— Start SOURCE MATERIAL —

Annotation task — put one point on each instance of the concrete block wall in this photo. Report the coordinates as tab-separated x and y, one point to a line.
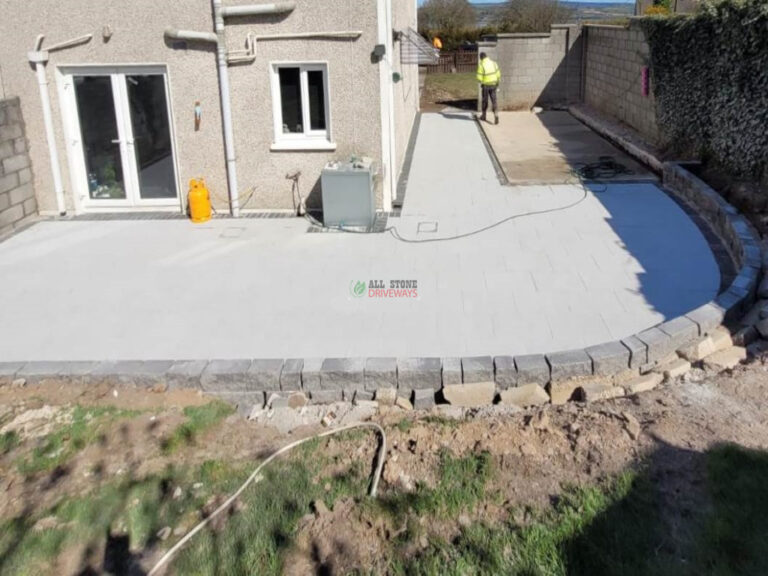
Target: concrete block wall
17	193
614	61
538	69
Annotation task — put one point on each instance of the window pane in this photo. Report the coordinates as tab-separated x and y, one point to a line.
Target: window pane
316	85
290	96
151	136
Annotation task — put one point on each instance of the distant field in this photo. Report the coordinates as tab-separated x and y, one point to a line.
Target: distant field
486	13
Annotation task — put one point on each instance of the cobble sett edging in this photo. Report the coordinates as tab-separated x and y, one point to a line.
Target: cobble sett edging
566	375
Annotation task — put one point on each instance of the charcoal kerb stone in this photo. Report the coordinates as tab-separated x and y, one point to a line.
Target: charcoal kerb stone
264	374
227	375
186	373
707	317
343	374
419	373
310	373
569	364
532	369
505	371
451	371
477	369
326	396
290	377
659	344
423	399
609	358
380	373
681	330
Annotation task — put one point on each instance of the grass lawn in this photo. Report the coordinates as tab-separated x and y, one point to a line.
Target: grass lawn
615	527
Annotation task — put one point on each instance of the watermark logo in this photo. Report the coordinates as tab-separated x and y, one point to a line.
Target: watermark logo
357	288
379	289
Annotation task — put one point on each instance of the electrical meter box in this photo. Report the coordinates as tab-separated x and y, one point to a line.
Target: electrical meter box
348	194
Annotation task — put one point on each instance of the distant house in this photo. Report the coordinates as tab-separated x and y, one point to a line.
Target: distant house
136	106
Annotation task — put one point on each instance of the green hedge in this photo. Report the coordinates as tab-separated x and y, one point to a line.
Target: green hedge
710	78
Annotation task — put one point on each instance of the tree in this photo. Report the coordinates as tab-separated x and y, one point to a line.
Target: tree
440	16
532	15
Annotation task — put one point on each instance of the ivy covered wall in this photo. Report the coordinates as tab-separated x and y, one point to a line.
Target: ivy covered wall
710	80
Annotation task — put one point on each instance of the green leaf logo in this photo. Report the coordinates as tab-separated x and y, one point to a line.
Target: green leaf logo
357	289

— End SOURCE MATERIAL —
— Start SOURCE MATERIAL —

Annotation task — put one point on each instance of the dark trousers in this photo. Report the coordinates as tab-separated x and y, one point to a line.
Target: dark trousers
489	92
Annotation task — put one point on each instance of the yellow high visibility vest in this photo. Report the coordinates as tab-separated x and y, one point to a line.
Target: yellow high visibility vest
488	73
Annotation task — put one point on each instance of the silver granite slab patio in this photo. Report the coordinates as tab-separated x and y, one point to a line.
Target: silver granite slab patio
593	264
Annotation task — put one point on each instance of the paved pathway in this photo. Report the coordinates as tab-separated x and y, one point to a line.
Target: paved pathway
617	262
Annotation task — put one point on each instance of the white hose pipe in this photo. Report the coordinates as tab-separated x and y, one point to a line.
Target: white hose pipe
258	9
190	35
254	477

— End SOURCE MATERIAL —
— Start SOURCE MATERIAL —

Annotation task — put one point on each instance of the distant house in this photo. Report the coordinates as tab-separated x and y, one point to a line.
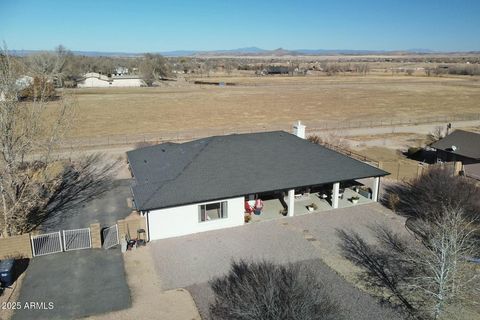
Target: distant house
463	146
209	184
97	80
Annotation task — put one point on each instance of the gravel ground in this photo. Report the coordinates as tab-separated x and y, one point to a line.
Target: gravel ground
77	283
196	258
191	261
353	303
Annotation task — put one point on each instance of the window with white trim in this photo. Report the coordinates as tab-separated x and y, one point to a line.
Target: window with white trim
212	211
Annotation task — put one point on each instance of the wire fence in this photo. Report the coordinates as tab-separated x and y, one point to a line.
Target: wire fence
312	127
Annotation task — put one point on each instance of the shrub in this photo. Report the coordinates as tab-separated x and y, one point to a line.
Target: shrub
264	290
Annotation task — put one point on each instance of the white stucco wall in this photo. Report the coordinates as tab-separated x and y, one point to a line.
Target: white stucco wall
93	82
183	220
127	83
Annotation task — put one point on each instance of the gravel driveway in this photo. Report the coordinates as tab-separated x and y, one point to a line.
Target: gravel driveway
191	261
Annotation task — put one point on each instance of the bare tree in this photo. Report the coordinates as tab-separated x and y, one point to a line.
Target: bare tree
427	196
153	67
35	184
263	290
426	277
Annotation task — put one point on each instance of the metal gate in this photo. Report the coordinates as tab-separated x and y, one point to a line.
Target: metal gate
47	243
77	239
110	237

— End SOURCE MATERIAL —

Pull out every line of the rows above that contains the word "visibility", and copy each one in full.

EXERCISE SOLUTION.
Annotation task — put one point on each instance of the yellow high visibility vest in this photo. Report the coordinates as tab-separated x and y, one point to a line.
Target: yellow high visibility vest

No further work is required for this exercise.